• **WHAT THE TASK ASKS**:
The span to repeat in the listing below runs from the line containing "Query: monkey's head" to the line containing "the blurred tree", inclusive. Repeat it exactly, and only it.
Start of GIVEN RECORDS
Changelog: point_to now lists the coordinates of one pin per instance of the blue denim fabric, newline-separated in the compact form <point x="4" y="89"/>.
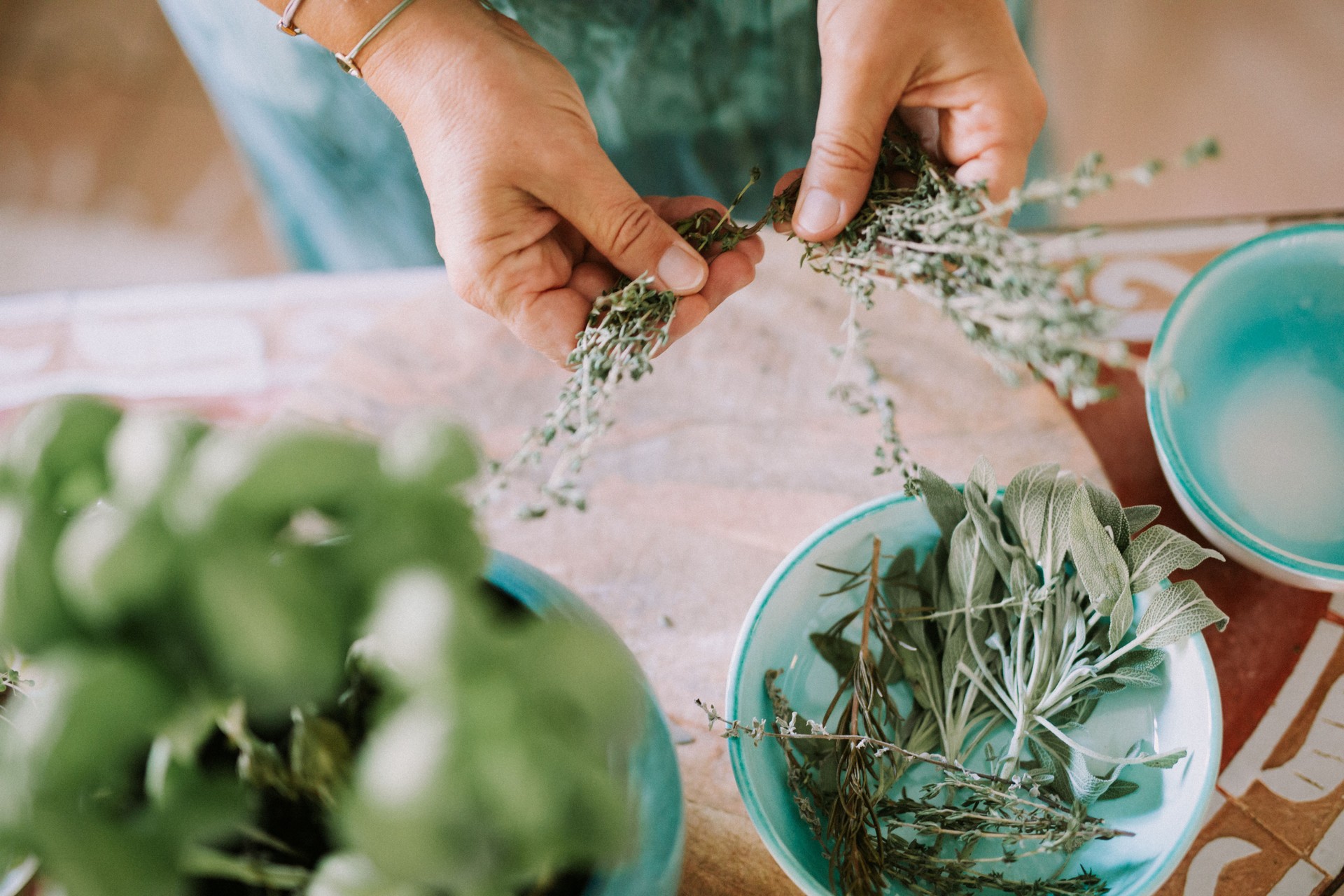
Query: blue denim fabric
<point x="687" y="96"/>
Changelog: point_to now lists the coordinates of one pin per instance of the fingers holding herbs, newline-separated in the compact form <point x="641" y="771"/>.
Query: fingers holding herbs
<point x="960" y="58"/>
<point x="531" y="216"/>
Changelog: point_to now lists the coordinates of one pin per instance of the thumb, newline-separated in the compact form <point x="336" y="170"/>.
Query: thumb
<point x="593" y="197"/>
<point x="851" y="121"/>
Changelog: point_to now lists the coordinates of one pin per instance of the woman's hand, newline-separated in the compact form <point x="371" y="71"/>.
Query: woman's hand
<point x="958" y="57"/>
<point x="530" y="216"/>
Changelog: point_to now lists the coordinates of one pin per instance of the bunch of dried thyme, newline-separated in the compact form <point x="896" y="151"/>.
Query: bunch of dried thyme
<point x="921" y="232"/>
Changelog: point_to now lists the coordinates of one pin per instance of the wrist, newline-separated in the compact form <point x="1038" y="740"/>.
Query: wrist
<point x="412" y="51"/>
<point x="397" y="61"/>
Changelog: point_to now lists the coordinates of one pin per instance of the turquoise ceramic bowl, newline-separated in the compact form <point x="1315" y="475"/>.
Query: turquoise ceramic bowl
<point x="1246" y="403"/>
<point x="656" y="783"/>
<point x="1164" y="814"/>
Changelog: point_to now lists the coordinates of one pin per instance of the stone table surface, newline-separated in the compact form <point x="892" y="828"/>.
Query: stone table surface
<point x="723" y="460"/>
<point x="722" y="463"/>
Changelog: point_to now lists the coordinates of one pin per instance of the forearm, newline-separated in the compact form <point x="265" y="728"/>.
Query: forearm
<point x="405" y="55"/>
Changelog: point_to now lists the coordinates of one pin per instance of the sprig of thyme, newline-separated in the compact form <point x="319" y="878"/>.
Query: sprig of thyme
<point x="948" y="245"/>
<point x="1019" y="620"/>
<point x="920" y="230"/>
<point x="841" y="778"/>
<point x="626" y="328"/>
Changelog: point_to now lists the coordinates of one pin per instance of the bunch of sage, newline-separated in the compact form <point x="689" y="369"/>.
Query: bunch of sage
<point x="1012" y="629"/>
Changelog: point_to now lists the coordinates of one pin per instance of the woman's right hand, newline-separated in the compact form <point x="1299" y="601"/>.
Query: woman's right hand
<point x="531" y="216"/>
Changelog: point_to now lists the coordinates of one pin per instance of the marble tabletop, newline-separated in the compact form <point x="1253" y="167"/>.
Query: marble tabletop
<point x="722" y="461"/>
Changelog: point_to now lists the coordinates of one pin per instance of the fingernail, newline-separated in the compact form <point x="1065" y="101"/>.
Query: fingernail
<point x="680" y="269"/>
<point x="820" y="211"/>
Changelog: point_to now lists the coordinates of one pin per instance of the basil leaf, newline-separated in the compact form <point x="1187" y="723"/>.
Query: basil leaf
<point x="1177" y="613"/>
<point x="1160" y="551"/>
<point x="1101" y="567"/>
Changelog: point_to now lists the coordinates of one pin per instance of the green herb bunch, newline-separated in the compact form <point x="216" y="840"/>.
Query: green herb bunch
<point x="1007" y="636"/>
<point x="1011" y="295"/>
<point x="628" y="326"/>
<point x="264" y="663"/>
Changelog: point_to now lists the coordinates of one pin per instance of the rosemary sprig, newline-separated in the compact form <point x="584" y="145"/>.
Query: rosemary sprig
<point x="1012" y="629"/>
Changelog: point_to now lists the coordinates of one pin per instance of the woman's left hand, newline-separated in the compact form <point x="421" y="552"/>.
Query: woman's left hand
<point x="958" y="57"/>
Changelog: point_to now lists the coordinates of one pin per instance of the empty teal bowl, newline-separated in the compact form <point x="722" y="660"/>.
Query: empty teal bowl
<point x="655" y="869"/>
<point x="1245" y="393"/>
<point x="1164" y="814"/>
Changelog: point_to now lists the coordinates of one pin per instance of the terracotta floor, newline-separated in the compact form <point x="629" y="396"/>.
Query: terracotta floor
<point x="113" y="169"/>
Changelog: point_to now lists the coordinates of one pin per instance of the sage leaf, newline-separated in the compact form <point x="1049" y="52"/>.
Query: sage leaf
<point x="1056" y="538"/>
<point x="983" y="477"/>
<point x="1166" y="760"/>
<point x="1159" y="552"/>
<point x="840" y="654"/>
<point x="942" y="498"/>
<point x="1022" y="578"/>
<point x="1142" y="659"/>
<point x="1109" y="514"/>
<point x="1119" y="788"/>
<point x="1073" y="780"/>
<point x="1101" y="567"/>
<point x="990" y="528"/>
<point x="1121" y="617"/>
<point x="1177" y="613"/>
<point x="969" y="566"/>
<point x="1130" y="678"/>
<point x="1027" y="505"/>
<point x="1140" y="516"/>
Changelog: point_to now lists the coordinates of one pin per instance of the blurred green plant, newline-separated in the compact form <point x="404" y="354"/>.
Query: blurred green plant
<point x="262" y="663"/>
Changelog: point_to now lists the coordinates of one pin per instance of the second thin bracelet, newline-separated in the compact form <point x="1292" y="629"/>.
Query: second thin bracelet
<point x="347" y="61"/>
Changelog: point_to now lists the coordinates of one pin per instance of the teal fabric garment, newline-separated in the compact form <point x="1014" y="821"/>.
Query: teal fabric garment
<point x="687" y="97"/>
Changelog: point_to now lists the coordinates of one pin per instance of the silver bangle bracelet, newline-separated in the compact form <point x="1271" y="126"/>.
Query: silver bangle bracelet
<point x="286" y="19"/>
<point x="347" y="61"/>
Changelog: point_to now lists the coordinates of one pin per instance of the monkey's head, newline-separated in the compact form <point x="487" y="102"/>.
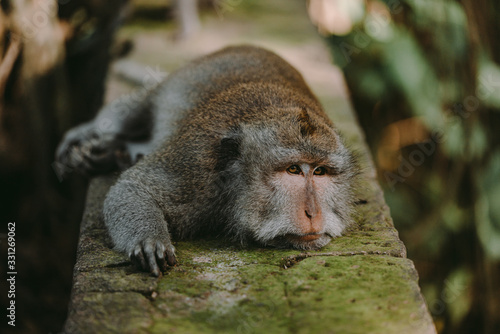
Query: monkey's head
<point x="294" y="180"/>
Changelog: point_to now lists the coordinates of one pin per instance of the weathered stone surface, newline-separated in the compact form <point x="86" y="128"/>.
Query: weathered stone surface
<point x="359" y="283"/>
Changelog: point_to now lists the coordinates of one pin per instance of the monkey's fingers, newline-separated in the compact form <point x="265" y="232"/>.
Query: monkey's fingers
<point x="137" y="257"/>
<point x="170" y="255"/>
<point x="150" y="254"/>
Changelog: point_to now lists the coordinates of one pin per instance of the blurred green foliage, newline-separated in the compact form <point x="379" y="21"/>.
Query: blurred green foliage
<point x="436" y="63"/>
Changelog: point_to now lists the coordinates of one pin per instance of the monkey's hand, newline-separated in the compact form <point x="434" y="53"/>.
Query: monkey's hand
<point x="153" y="255"/>
<point x="90" y="151"/>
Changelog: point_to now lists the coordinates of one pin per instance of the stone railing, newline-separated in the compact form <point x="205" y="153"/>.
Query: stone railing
<point x="361" y="282"/>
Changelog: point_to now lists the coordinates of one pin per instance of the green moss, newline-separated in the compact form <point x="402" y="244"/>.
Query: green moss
<point x="355" y="294"/>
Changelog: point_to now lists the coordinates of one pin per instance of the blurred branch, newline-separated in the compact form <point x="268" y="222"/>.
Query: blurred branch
<point x="7" y="63"/>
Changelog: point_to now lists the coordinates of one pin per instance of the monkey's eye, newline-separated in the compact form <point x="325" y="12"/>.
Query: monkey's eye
<point x="294" y="169"/>
<point x="320" y="171"/>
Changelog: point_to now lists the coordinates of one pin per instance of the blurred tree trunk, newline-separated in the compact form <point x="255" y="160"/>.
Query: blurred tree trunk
<point x="424" y="78"/>
<point x="54" y="57"/>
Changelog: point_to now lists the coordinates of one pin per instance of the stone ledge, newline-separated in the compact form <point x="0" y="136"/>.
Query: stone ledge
<point x="361" y="282"/>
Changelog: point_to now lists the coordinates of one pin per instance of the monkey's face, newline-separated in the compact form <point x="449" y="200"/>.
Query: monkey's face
<point x="298" y="194"/>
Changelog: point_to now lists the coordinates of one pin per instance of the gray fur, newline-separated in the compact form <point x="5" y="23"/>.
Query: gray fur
<point x="215" y="135"/>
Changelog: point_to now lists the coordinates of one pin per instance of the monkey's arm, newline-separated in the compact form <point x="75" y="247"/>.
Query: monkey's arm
<point x="103" y="143"/>
<point x="136" y="222"/>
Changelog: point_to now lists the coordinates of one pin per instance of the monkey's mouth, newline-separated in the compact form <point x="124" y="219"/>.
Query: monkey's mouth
<point x="303" y="237"/>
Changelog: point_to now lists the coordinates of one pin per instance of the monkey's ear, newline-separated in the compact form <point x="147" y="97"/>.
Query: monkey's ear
<point x="228" y="150"/>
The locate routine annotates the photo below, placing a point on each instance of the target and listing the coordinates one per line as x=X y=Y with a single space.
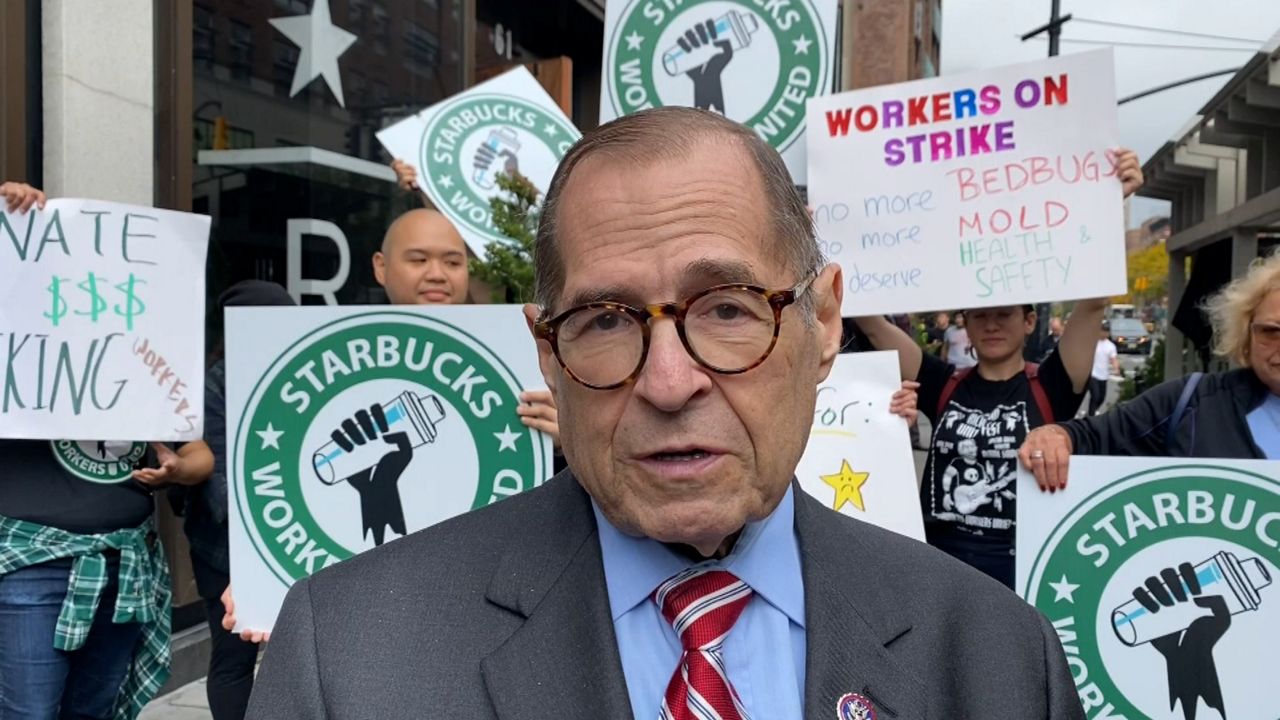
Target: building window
x=382 y=30
x=421 y=50
x=241 y=45
x=357 y=89
x=205 y=37
x=284 y=59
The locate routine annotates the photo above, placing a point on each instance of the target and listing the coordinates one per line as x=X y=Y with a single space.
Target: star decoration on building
x=848 y=486
x=270 y=437
x=320 y=44
x=1064 y=589
x=507 y=438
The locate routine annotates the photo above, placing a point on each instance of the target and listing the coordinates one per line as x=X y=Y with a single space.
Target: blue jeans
x=39 y=682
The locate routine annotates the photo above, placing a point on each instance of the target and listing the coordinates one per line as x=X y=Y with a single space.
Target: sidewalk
x=187 y=702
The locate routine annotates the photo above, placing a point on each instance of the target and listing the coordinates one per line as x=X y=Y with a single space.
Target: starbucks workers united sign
x=1160 y=579
x=351 y=427
x=460 y=145
x=757 y=62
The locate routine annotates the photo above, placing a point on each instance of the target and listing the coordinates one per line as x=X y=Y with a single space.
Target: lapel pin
x=853 y=706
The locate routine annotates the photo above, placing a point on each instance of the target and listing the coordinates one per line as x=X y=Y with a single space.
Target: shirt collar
x=766 y=557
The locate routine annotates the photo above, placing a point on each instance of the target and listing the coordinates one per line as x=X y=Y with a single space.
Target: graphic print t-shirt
x=81 y=487
x=970 y=477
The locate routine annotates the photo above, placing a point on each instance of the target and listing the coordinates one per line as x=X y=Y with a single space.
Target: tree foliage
x=1148 y=276
x=510 y=267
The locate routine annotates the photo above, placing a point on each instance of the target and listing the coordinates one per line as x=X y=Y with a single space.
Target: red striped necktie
x=702 y=605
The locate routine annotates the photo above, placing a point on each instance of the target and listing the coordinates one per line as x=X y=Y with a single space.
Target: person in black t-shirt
x=979 y=419
x=982 y=415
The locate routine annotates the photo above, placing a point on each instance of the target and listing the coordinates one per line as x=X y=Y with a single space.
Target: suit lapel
x=563 y=660
x=850 y=618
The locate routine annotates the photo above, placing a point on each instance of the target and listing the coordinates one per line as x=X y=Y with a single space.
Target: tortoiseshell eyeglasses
x=727 y=328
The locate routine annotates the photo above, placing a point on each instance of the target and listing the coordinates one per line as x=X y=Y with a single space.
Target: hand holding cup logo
x=755 y=63
x=475 y=136
x=403 y=415
x=1161 y=587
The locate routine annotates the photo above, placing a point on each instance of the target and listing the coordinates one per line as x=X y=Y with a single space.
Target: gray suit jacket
x=503 y=614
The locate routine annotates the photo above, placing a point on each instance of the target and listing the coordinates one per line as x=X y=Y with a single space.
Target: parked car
x=1130 y=336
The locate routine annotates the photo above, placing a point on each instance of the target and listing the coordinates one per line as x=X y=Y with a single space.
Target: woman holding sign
x=981 y=415
x=83 y=580
x=1233 y=414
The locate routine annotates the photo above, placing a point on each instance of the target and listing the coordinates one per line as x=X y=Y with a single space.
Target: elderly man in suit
x=675 y=570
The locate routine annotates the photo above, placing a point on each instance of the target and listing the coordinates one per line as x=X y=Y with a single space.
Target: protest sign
x=1160 y=578
x=101 y=324
x=461 y=145
x=859 y=456
x=753 y=62
x=351 y=427
x=995 y=187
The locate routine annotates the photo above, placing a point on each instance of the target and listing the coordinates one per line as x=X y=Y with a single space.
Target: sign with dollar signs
x=506 y=124
x=757 y=63
x=351 y=427
x=101 y=327
x=1160 y=578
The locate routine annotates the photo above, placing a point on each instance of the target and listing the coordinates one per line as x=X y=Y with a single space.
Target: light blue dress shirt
x=764 y=651
x=1265 y=425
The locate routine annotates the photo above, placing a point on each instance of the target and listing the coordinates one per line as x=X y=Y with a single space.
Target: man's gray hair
x=671 y=133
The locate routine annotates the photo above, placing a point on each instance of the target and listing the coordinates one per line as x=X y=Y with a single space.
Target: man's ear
x=828 y=292
x=547 y=361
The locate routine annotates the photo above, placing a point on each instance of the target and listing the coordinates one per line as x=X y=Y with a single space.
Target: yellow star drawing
x=848 y=486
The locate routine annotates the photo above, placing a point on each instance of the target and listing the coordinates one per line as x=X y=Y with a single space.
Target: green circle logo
x=1162 y=588
x=97 y=461
x=714 y=55
x=370 y=428
x=474 y=139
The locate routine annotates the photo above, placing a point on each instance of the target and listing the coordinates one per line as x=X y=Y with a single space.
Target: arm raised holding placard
x=19 y=196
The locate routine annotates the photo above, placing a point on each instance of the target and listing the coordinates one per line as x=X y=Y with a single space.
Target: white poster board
x=859 y=455
x=993 y=187
x=752 y=62
x=350 y=427
x=103 y=323
x=458 y=147
x=1161 y=579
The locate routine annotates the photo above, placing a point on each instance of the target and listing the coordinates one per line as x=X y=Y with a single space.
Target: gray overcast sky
x=983 y=33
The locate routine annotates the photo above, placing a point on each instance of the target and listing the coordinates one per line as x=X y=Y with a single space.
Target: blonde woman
x=1232 y=414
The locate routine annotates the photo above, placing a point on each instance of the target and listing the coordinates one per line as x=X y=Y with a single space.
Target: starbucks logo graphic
x=370 y=428
x=753 y=62
x=474 y=139
x=99 y=461
x=1162 y=591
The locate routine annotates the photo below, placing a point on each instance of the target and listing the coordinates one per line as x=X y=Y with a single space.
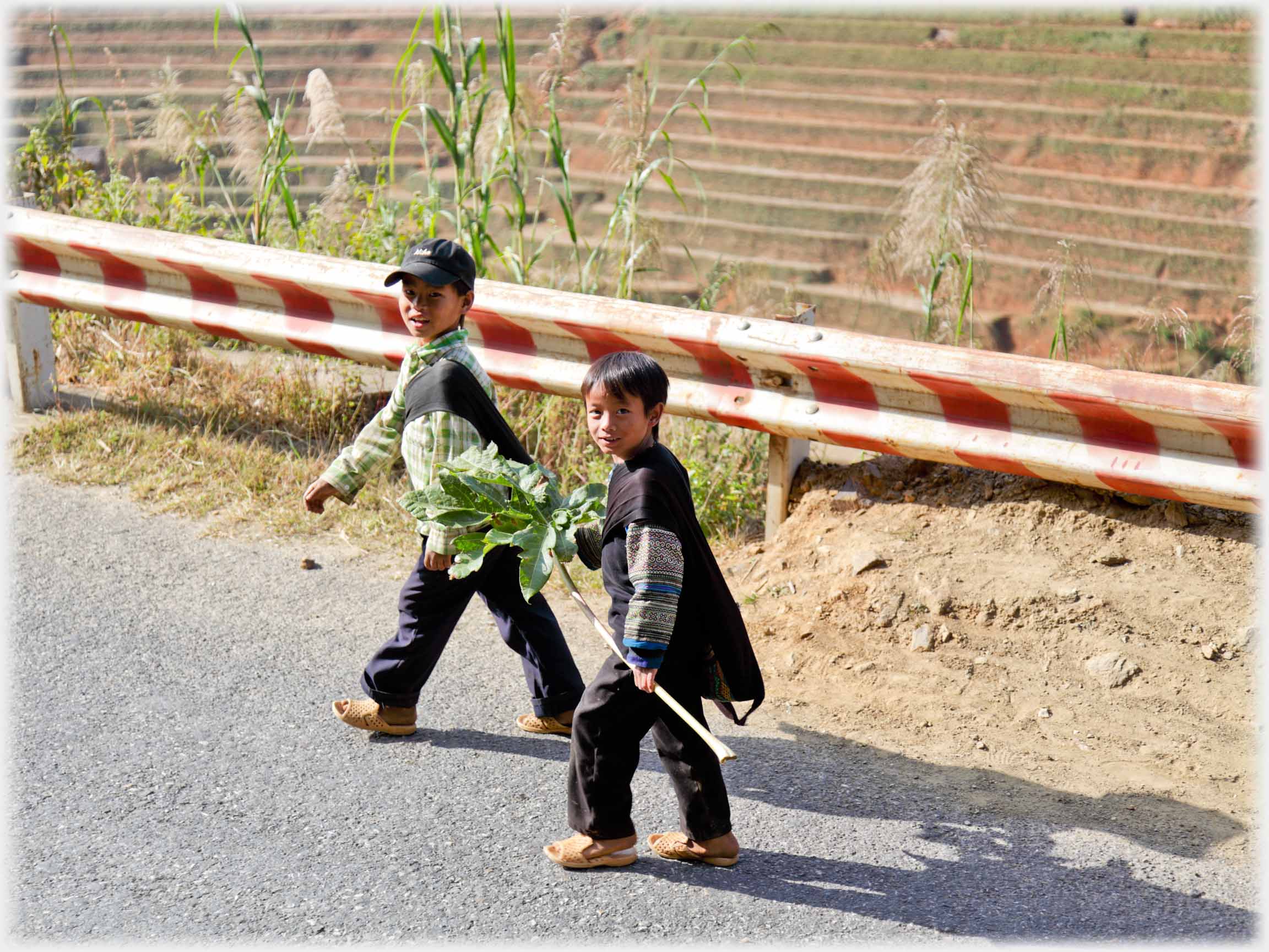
End of GIVEN RECORDS
• **SOLUTION**:
Query: monkey's head
<point x="294" y="180"/>
Changelog: point_to now lists the coordinates of one pin per instance of the weathered stone surface, newline-separated in the compact form <point x="86" y="128"/>.
Query: weathered stone surface
<point x="359" y="283"/>
Changelog: point_to now lists the coordinates of one pin per instance of the monkey's fingers, newline-separated in the compact form <point x="265" y="232"/>.
Query: monkey's fingers
<point x="137" y="257"/>
<point x="170" y="255"/>
<point x="150" y="254"/>
Changelog: point_to now lists the coordinates of one pin per instance of the blurred green foliage, newline-separated in the compact form <point x="379" y="21"/>.
Query: blurred green foliage
<point x="436" y="63"/>
Changelog: point_to now lists the coordinates of one pin per instance of the monkey's hand, newline-separated in the compact form <point x="434" y="53"/>.
Query: monkey's hand
<point x="153" y="255"/>
<point x="90" y="151"/>
Changelog: point_to now lists the coordinates of one pin per instance of the stone railing, newline-separated in the compact form <point x="205" y="153"/>.
Query: stone railing
<point x="361" y="282"/>
Changelog: point_to now lists the coordinates of one pin per instance of the green moss, newline-separated in the compact form <point x="402" y="244"/>.
Query: green moss
<point x="355" y="294"/>
Changelog: point_to now lists the coordinates of one pin per instance of the blurred branch, newline-separated in the compact form <point x="268" y="222"/>.
Query: blurred branch
<point x="7" y="63"/>
Changelog: point_to now lists the coordinates of one pin per instance of the monkey's eye, newline-separated in the compact form <point x="325" y="12"/>.
Query: monkey's eye
<point x="294" y="169"/>
<point x="320" y="171"/>
Changelog: point_to now lists the coordinates of one pin per instance of the blurred tree trunk, newline-separated in the compact form <point x="255" y="160"/>.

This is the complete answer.